What the task requires: Please write out all of the records below exactly as they appear.

Dataset content:
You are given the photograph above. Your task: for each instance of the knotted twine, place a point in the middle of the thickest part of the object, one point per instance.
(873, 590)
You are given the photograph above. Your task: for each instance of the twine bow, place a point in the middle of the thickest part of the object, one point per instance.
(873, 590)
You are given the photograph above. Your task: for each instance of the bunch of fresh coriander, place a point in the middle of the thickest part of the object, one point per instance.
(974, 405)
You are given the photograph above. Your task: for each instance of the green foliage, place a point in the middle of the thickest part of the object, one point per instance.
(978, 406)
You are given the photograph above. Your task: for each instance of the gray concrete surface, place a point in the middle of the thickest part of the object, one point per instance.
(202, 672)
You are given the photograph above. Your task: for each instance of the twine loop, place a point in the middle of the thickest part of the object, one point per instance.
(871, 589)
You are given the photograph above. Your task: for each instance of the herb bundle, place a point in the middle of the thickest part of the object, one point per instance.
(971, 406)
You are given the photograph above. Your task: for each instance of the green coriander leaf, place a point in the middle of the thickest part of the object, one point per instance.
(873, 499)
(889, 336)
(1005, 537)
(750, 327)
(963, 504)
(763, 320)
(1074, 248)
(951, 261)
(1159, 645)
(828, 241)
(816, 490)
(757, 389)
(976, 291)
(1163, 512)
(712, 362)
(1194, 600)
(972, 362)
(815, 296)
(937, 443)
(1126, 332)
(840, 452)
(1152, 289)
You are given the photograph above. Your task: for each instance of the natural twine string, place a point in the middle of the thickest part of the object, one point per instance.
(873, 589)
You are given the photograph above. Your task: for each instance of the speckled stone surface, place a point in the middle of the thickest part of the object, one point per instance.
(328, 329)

Answer section:
You are given the photograph above. Your task: for each instance of the knotted twine, place a point in the middle of the thickest part of the object, one point per instance.
(873, 590)
You are given the photograph above. Your task: for each instance of the twine bow, place a point in the middle of the thickest part of the object, one point per instance.
(873, 590)
You are given the photograph above. Your task: for each instance of the bunch of fresh coriander, place a point in the middle of the thickest part of the object, one point per instance.
(974, 405)
You are given the photograph above. Your task: for each instance of the green foliage, place a point in the middle of the thickest part of the object, one point per instance.
(978, 406)
You are given the photograph above. Your task: for each instance of the gray concrete surface, place a point in the middle of the thickest part of the object, one point per instance.
(202, 672)
You are given the photograph above. Your task: for each instance of the twine loop, place a point in the middle of the thickest part of the object, one point per instance.
(871, 589)
You are given the photograph above. Your task: for each instance of the herb bundle, place a point in the middle of the thickest part of the object, one point per instance.
(971, 406)
You are given the photograph above. Your task: for each instance of the green coriander leaf, place a point in the middle of the thickest part of the object, one point per instance.
(873, 499)
(889, 336)
(1005, 537)
(750, 327)
(963, 504)
(763, 320)
(1074, 248)
(951, 261)
(1159, 645)
(828, 241)
(816, 490)
(757, 389)
(976, 291)
(1163, 512)
(712, 362)
(1194, 600)
(972, 362)
(815, 296)
(937, 443)
(1126, 332)
(840, 452)
(1152, 289)
You are given the photograph above. Your task: for each instance of the natural twine string, place a point in the middle of the thickest part of the object, one point per instance.
(873, 589)
You are given the photograph above. Your task: for each instance of the speckled stone surface, place a point in the middle of the thickest part of the object, one point per instance.
(328, 329)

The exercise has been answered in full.